| СУТЬ ЗАДАНИЯ |
Подхватите, пожалуйста, отрывок о журнальной политике и коммерции в литературе и продолжите его сразу после последнего предложения.

| ФРАГМЕНТ ТЕКСТА |
◆ ◆ ◆ ◆

Приблизительно такую логику мысли мы можем усмотреть в критических выступлениях Пушкина и дельвиговского кружка.
Гласность, публичность, споры в печати, во всеуслышание делали широкий читательский круг участником литературного движения; они вовлекали в литературные дела всех без разбора, кто перелистывал журнальные страницы. Это была журнальная политика нового, буржуазного века, более свободная, более демократическая, нежели ранее. К ней склонялись Рылеев и Бестужев.
Но, как и всякая буржуазная демократия, она готова была решать литературные дела большинством голосов. Голоса принадлежали подписчикам, платившим за журналы и альманахи. Издательское дело становилось коммерцией – и так должно было быть; но коммерция проникала и в самую литературу. Нужен был еще один шаг, чтобы по историческому вызову явились поставщики на рынок литературного товара, чтобы конкуренция и жажда обогащения стали направлять писательское перо.
Этот шаг уже готовы были сделать – каждый по-своему – Воейков, Булгарин и Греч.
Такова была оборотная сторона буржуазной демократии в литературе.
Тем же, кто боялся этих неизбежных последствий, угрожала кастовость, замкнутость, элитарность, опасность потерять широкого читателя и погибнуть под натиском сильных конкурентов.

◆ ◆ ◆ ◆

| ИСХОДНЫЕ ДАННЫЕ |

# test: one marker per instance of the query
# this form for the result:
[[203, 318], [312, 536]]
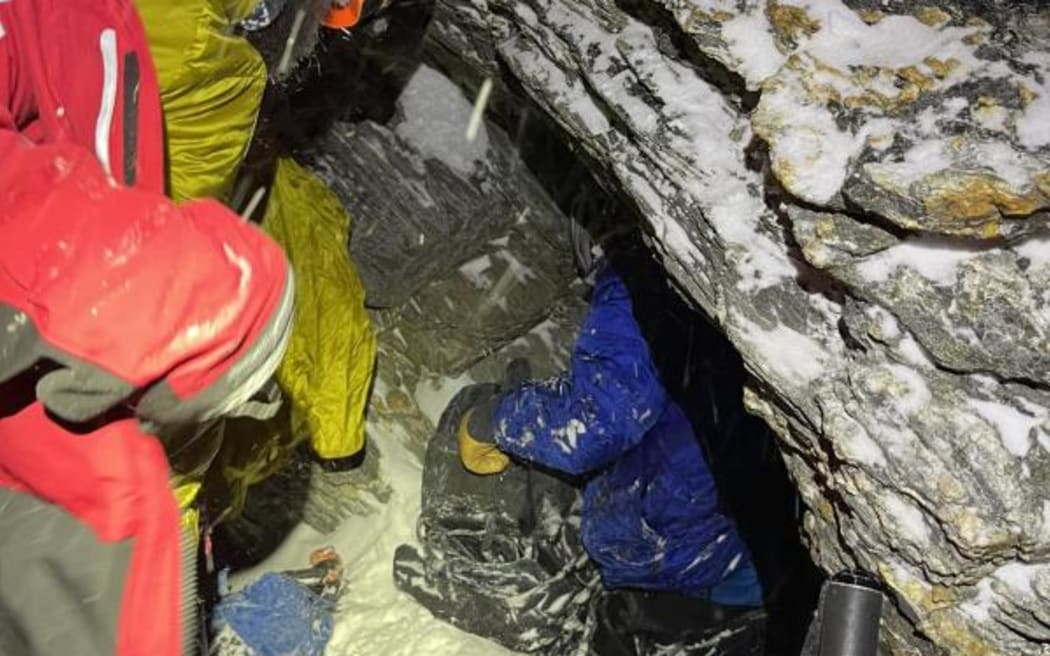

◆ ◆ ◆ ◆

| ОТВЕТ К ЗАДАНИЮ |
В своем послании Баратынский писал о художнике, замкнувшемся в гордом уединении, и о его профессиональных журнальных «судьях», торгующих хвалой и бранью не в переносном, а в буквальном смысле.
В письме к Козлову он разъяснял смысл своих, впрочем, достаточно прозрачных намеков. «Наши журналисты стали настоящими литературными монополистами; они создают общественное мнение, они ставят себя нашими судьями при помощи своих ростовщических средств, и ничем нельзя помочь! Они все одной партии и составили будто бы союз противу всего прекрасного и честного. Какой-нибудь Греч, Булгарин, Каченовский составляют триумвират, который управляет Парнасом».
Нужно было иметь свой печатный орган, лучше всего журнал, хотя бы для того, чтобы не попасть в полную зависимость от «степени расположения <…> вышеназванных господ»39.
Это письмо написано в январе 1825 года, и на его тон и суждения наложили отпечаток примечательные события, пришедшиеся на вторую половину 1824 года, – события, отчасти совершавшиеся на глазах у Баратынского.
19 июня 1824 года Бестужев записал в дневнике: «У Рылеева с Баратынским. История Дельвига с Булгариным».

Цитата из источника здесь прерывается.